__DIRECTIONS__
Output the records exactly, every one of them.

__Natural language region descriptions__
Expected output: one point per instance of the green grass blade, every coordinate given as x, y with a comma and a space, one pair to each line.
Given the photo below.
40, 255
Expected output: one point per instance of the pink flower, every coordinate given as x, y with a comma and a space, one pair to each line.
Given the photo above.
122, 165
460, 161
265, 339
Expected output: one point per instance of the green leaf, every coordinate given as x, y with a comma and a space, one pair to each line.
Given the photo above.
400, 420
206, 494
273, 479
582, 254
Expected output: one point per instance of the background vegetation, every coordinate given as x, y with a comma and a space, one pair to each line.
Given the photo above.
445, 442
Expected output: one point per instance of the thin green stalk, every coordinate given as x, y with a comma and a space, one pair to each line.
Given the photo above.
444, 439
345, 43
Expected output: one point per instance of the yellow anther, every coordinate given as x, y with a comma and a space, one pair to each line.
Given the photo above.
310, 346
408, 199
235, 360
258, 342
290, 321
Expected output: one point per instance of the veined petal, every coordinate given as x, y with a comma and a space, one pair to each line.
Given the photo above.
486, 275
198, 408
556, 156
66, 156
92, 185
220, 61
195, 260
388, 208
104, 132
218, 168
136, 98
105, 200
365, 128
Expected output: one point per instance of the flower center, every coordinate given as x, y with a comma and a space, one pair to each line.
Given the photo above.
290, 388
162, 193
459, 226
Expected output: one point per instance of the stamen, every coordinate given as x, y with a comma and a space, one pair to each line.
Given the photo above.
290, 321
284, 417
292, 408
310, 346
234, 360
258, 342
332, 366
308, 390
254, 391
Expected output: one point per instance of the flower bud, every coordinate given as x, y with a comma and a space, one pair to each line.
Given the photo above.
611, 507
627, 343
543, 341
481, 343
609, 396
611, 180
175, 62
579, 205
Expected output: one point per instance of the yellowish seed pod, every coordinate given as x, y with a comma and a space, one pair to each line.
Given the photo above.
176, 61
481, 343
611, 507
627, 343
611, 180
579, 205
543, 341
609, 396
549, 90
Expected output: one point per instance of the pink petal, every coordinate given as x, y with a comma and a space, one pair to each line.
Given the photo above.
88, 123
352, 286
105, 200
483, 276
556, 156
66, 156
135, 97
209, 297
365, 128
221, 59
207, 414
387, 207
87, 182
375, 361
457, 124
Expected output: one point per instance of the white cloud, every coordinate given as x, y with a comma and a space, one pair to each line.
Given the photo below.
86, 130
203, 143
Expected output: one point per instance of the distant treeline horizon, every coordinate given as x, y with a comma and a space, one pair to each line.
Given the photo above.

__ANSWER BELOW__
Expected output: one point per instance of the green grass blade, every coordinate given as x, y with a comma and a space, one pair to each line.
Given the photo below.
40, 255
Expected output: one point per instance of the pink flower, every coordinate given as x, y with a comma and a space, one pair to each line.
Given the photo above.
122, 165
460, 161
265, 339
Expected output: one point per instance of the green leaf, every coordinate given as x, y with a comma and a space, one pair to each line.
Given the photo above.
400, 420
206, 494
273, 479
582, 254
Expected output: one point per instance of the background vegetation, every coordinate given as x, y with a comma and a space, one pair to each line.
Given the photo above.
445, 442
Expected output: one point per instance of the thin green stalk, every coordinate given as x, y with a comma and a space, one pair to each line.
Given the photo above.
444, 439
345, 43
Expected output: one point per instance of the yellow anther, every coordinate given as x, y with a comma and a space, one pair to each line.
Given the photo above.
310, 346
408, 199
235, 360
258, 342
290, 321
Expected output: one point per instance of the veined petal, every coordinate given as x, y with a comma and a space, one pair to each line.
Given the photo above.
486, 275
198, 408
556, 156
66, 156
92, 185
220, 61
195, 260
388, 208
104, 132
218, 168
136, 98
105, 200
365, 128
Expected output: one point per instance of the flower center, every coordinate given as x, y with a comma and a space, one pair to each line.
Given the photo above.
290, 388
162, 193
459, 226
Expected output: one point per instance of the stamen, every coordinate given as x, y with a comma and a space, one pair to each line.
Given the photo above.
290, 321
284, 417
292, 408
310, 346
234, 360
258, 342
332, 366
308, 390
254, 391
Expected output: one point per instance of the flower bud, every coordinate given as x, y with a comma and a space, one pair to each line.
Given the photo above.
611, 507
627, 343
543, 341
481, 343
609, 396
611, 180
175, 62
579, 205
Expected output: one point per instance of the yellowish seed pod, every coordinate given as x, y with a comma and a space, one pair to each line.
Given the photo above.
176, 61
481, 343
611, 507
627, 343
611, 180
579, 205
543, 341
609, 396
549, 90
Expected output: one point per instance of the pink petal, every coordinate given as x, y with a comma and a space, one pair to each line.
Given the photo above.
88, 123
352, 286
105, 200
483, 276
556, 156
66, 156
135, 97
209, 297
365, 128
221, 59
207, 414
387, 207
87, 182
375, 361
457, 124
Expected output: one point per instance of the white cloud, every coordinate given as x, y with a comma and a space, one pair to each line.
Given the photo below.
86, 130
203, 143
Expected output: one point per instance of the distant treeline horizon, every coordinate given as x, y with a comma and a space, one pair to each line.
Given the photo above.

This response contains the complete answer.